## Gestellte Aufgabe A
Kannst du aus dem Auszug über die Heilung des blinden Bettlers die Stelle von „Am nächsten Morgen“ bis „aufmerksam machen könnte.“ wortgetreu wiedergeben?
## Gestellte Aufgabe B
Wie geht der Auszug über die Heilung des blinden Bettlers nach seinem letzten Satz weiter? Schreib die Fortsetzung.

## Auszug

◆ ◆ ◆ ◆

3. Heilung des blinden Bettlers

164:3.1

Am nächsten Morgen gingen die drei nach Bethanien zum Frühstück in Marthas Haus hinüber und begaben sich anschließend sofort nach Jerusalem. Als Jesus und seine zwei Apostel sich an diesem Sabbatmorgen dem Tempel näherten, begegneten sie einem stadtbekannten Bettler, einem Mann, der blind zur Welt gekommen war und der an seinem üblichen Platz saß. Obwohl die Bettler am Sabbattag weder um Almosen baten, noch welche erhielten, hatten sie die Erlaubnis, an ihren gewohnten Plätzen zu sitzen. Jesus hielt an und schaute auf den Bettler. Während er diesen blindgeborenen Mann betrachtete, kam ihm der Gedanke, wie er den Sanhedrin und die anderen jüdischen Führer und religiösen Lehrer ein weiteres Mal auf seine irdische Mission aufmerksam machen könnte.

◆ ◆ ◆ ◆

## Angezeigte Informationen
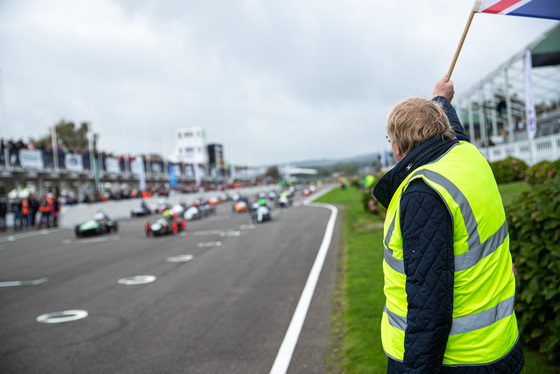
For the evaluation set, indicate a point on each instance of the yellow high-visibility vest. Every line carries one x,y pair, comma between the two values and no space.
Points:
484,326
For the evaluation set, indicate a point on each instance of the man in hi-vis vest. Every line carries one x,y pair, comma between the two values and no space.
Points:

◆ ◆ ◆ ◆

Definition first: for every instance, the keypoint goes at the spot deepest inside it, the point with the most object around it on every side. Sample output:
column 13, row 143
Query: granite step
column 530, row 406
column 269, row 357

◆ ◆ ◆ ◆

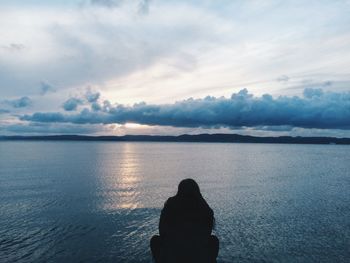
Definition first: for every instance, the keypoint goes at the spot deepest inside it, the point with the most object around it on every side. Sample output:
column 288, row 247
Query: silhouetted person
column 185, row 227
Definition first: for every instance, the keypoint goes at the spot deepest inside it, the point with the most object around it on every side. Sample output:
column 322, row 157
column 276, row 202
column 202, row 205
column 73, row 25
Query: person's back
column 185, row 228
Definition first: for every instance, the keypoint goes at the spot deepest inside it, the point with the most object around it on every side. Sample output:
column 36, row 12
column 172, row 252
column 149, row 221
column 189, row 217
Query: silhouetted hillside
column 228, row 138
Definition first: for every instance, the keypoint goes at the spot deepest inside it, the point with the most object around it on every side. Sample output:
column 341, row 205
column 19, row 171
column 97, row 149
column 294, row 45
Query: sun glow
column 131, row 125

◆ ◆ ◆ ◆

## Endgültige Antwort A
Am nächsten Morgen gingen die drei nach Bethanien zum Frühstück in Marthas Haus hinüber und begaben sich anschließend sofort nach Jerusalem. Als Jesus und seine zwei Apostel sich an diesem Sabbatmorgen dem Tempel näherten, begegneten sie einem stadtbekannten Bettler, einem Mann, der blind zur Welt gekommen war und der an seinem üblichen Platz saß. Obwohl die Bettler am Sabbattag weder um Almosen baten, noch welche erhielten, hatten sie die Erlaubnis, an ihren gewohnten Plätzen zu sitzen. Jesus hielt an und schaute auf den Bettler. Während er diesen blindgeborenen Mann betrachtete, kam ihm der Gedanke, wie er den Sanhedrin und die anderen jüdischen Führer und religiösen Lehrer ein weiteres Mal auf seine irdische Mission aufmerksam machen könnte.

## Endgültige Antwort B
164:3.2

Als der Meister tief in Gedanken versunken vor dem blinden Mann stand, überlegte Nathanael, was wohl der Grund von dessen Blindheit sein mochte, und er fragte: „Meister, wer hat gesündigt, dieser Mann oder seine Eltern, dass er blind geboren ist?“

164:3.3

Die Rabbiner lehrten, dass alle solchen Fälle angeborener Blindheit durch Sünde verursacht waren. Nicht nur wurden die Kinder in der Sünde gezeugt und geboren, sondern ein Kind konnte zur Strafe für eine bestimmte, von seinem Vater begangene Sünde blind geboren werden. Sie lehrten sogar, dass ein Kind selber sündigen könne, noch bevor es das Licht der Welt erblickte. Sie lehrten auch, dass solche Gebrechen durch irgendeine Sünde oder Ausschweifung der Mutter während der Schwangerschaft verursacht werden konnten.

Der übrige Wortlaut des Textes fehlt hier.